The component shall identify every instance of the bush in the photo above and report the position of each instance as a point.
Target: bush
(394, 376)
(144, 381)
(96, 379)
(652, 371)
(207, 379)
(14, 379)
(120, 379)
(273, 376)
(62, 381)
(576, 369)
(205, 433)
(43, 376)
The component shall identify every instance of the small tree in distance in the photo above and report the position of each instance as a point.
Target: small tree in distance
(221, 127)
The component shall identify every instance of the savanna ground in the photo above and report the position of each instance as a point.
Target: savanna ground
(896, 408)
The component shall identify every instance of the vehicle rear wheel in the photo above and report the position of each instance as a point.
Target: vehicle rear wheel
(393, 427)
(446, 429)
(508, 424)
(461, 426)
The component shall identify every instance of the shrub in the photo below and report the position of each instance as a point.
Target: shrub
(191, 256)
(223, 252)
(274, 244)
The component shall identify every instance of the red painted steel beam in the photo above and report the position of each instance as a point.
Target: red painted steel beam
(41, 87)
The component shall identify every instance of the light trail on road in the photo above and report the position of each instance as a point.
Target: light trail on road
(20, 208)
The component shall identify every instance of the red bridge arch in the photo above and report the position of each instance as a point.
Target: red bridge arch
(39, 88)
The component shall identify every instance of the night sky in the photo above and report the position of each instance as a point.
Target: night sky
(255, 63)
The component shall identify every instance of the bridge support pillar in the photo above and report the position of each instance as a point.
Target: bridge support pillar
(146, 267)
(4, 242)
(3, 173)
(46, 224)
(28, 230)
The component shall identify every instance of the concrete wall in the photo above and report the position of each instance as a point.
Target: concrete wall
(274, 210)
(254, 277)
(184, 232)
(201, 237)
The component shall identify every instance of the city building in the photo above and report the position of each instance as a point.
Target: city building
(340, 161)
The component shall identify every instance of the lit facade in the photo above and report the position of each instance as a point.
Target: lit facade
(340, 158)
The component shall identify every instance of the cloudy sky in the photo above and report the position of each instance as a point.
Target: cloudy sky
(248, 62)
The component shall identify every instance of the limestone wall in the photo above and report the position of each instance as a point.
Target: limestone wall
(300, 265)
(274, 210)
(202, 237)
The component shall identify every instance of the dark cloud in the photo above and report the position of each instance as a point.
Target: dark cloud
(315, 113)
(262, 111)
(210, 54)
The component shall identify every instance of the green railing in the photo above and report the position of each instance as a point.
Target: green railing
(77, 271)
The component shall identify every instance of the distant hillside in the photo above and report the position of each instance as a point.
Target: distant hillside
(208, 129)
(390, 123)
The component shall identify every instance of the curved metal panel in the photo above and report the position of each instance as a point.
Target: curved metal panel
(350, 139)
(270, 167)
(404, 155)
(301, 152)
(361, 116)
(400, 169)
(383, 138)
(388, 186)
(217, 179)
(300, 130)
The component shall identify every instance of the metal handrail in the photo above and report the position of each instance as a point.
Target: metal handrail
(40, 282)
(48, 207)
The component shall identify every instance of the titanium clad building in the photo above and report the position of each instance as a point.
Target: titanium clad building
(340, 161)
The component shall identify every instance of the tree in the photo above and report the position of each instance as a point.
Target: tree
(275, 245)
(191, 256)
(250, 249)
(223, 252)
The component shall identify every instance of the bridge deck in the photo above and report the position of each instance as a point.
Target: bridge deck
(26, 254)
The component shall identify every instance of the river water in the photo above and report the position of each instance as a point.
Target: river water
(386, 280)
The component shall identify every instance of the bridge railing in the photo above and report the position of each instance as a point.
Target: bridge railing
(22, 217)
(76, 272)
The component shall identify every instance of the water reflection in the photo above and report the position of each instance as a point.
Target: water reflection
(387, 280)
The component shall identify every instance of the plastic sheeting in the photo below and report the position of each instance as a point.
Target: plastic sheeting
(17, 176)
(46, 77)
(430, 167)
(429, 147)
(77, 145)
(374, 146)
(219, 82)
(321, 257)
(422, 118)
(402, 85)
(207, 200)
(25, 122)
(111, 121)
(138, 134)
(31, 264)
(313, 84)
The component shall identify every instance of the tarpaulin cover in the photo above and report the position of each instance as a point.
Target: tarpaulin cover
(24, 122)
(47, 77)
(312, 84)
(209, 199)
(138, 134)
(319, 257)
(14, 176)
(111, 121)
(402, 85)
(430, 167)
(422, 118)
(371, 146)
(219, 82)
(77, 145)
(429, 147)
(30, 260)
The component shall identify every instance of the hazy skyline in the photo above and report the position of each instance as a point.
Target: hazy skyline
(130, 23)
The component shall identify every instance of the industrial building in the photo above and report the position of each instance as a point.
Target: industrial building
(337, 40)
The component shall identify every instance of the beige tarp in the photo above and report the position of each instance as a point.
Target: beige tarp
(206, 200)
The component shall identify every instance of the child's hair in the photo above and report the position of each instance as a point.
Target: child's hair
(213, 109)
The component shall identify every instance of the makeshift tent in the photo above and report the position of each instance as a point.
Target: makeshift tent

+===+

• _REQUIRED ACTION_
Your reply should hold every line from the data that contains "tent", copied in full.

• _OUTPUT_
The component shall identify every instance of the makeshift tent in the photo above and report the position of each instance as a point.
Target: makeshift tent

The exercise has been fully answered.